(TEXT SECTION)
QUESTION: Can you please give me your expert opinion on outside bets on black or red using the following roulette system?
Place $1 on red and $2 on black. Ball lands on red. Next bet is $1 on red again because red won previously but place $4 on black (doubling your previous bet because you lost).
Ball lands on black this time.
Next bet is $1 on black and $2 on red and so on.
It would seem that you are mitigating your losses as you win. What do you think of this strategy? Does it change the game in any way?
ANSWER: The key problem with betting red and black at the same time is that when one of the zeroes turns up, you lose both bets. That happens an average of once per 19 spins of the wheel, and it's too much to overcome. Too many roulette players do not take those zeroes into consideration when they wager on those outside propositions.
The end result of those zeroes appearing is that over a long period, the house will keep an average of 5.26 percent of your total wagers. That's the same house edge as if you were betting only red, or only black. It doesn't matter what wagering system you use, the house edge is always going to be there. These games cannot be changed in any way by your betting methods. The house edge is always 5.26 percent except in the case of “surrender,” which some casinos allow.

(STORED ROWS)
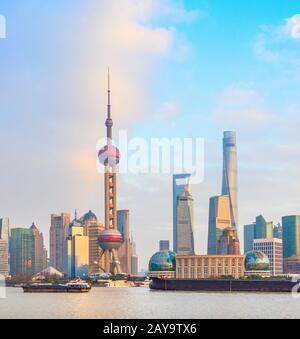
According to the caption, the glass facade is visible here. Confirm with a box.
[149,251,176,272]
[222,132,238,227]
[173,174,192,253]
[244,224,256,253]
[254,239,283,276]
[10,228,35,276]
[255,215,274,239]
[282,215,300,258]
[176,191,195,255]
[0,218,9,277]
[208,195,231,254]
...
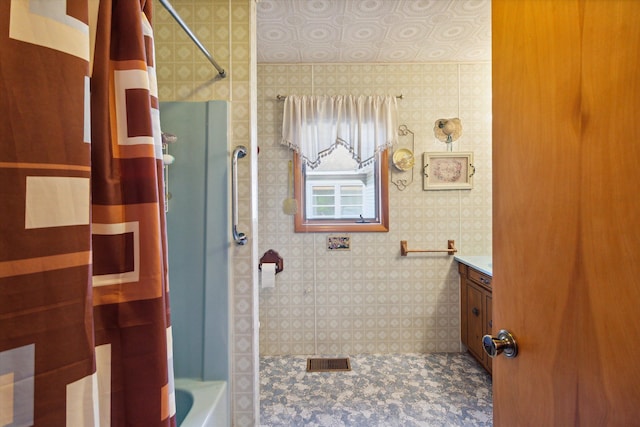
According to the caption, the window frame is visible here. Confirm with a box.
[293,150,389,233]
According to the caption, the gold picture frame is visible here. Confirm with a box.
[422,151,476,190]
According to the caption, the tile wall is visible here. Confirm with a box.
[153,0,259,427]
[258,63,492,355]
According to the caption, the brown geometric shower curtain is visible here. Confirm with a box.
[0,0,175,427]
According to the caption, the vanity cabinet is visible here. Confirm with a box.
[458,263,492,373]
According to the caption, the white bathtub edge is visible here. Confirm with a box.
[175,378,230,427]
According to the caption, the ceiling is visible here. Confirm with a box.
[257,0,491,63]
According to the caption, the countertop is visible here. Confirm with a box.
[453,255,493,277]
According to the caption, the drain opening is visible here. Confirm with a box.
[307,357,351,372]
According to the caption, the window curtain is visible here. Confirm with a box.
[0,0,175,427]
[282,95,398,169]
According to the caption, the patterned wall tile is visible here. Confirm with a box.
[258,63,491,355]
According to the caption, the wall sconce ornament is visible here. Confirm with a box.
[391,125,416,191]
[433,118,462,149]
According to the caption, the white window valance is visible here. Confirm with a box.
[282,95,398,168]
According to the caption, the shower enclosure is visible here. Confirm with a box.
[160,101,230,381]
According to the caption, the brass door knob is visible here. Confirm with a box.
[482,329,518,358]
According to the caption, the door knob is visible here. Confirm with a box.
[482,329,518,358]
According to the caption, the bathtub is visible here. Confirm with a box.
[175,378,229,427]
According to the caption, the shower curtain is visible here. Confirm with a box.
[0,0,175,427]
* * *
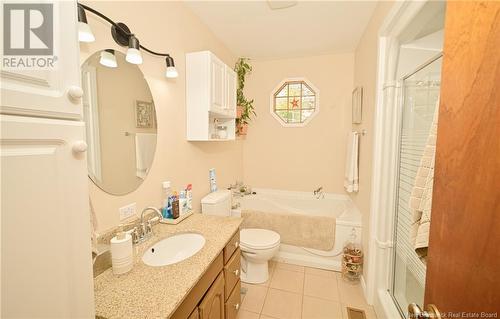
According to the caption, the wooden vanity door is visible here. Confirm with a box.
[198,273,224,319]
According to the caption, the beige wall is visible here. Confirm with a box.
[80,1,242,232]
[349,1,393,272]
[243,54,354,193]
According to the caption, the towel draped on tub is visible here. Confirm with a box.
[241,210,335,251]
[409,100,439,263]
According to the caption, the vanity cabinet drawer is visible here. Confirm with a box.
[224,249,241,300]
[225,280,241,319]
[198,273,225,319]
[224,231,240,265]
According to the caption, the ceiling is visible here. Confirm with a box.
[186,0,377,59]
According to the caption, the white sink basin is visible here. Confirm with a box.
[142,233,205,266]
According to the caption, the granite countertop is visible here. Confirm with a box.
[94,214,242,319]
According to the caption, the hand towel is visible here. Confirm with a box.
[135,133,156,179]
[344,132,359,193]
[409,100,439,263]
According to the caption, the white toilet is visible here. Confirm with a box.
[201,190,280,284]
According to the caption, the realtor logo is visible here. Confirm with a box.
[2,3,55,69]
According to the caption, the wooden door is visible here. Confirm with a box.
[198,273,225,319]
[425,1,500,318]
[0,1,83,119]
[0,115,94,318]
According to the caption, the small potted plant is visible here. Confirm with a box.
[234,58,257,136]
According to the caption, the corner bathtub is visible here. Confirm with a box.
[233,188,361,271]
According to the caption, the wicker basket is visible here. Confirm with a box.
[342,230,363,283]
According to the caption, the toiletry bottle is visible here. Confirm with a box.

(TASKS TO PERFORM)
1 > Please reproduce everything in the roulette betting text from "Ball lands on black" down to "in any way?".
2 > According to the roulette betting text, how often on average does one of the zeroes turn up?
3 > Pick up the roulette betting text after its last sentence and carry it on.

(EXERCISE ANSWERS)
1 >
Ball lands on black this time.
Next bet is $1 on black and $2 on red and so on.
It would seem that you are mitigating your losses as you win. What do you think of this strategy? Does it change the game in any way?

2 > Once per 19 spins of the wheel.

3 >
Surrender means that on the outside bets of red/black, high/low or even/odd if those zeroes show the casino will only take half your bet. This rule cuts the house edge in half.
OK, let’s do a breakdown of your starting wagers, $1 on red and $2 on black, and imagine a sequence of 38 spins in which each number turns up once. Since your wagers total $3, in those 38 spins, you are risking $114.
On each of the 18 red numbers, you keep your $1 bet and get $1 in winnings, so that at the end of the trial you have $36 resulting from your red bets. On each of the 18 black numbers, you keep you $2 bet and get $2 in winnings, giving you $72 resulting from your bets on black. You lose both bets on the green numbers, 0 and 00.
That means you have $108 of your original $114. The house has taken $6. Divide the house’s $6 by $114, then multiply by 100 to convert to percent, and you see the house has kept 5.26 percent of your money. I wish there were a way to get around this but there isn’t.
What if you reduce each wager by $1, leaving you with a $1 bet on black and no bet on red? Now in our 38-number sequence you risk only $38. On the 18 black numbers, you keep your $1 bet and get $1 in winnings for a total of $36. You lose on the other 20 numbers.
So at the end of the sequence, you have $36 of your original $38. The house has $2, and as you’ve probably deduced, that comes to 5.26 percent. Again, you have no way to get around the house edge.
Whether you bet $1 on red and $2 on black, or just reduce to $1 on black, the house keeps an average of 5.26 percent of your wagers. However, with the reduced wager, you have less money at risk so that in dollars, your average losses are smaller.
I do recommend that when you sit down to play roulette, you ask the dealer if the casino offers surrender. Then those outside bets become more attractive than the inside bets where there is no surrender.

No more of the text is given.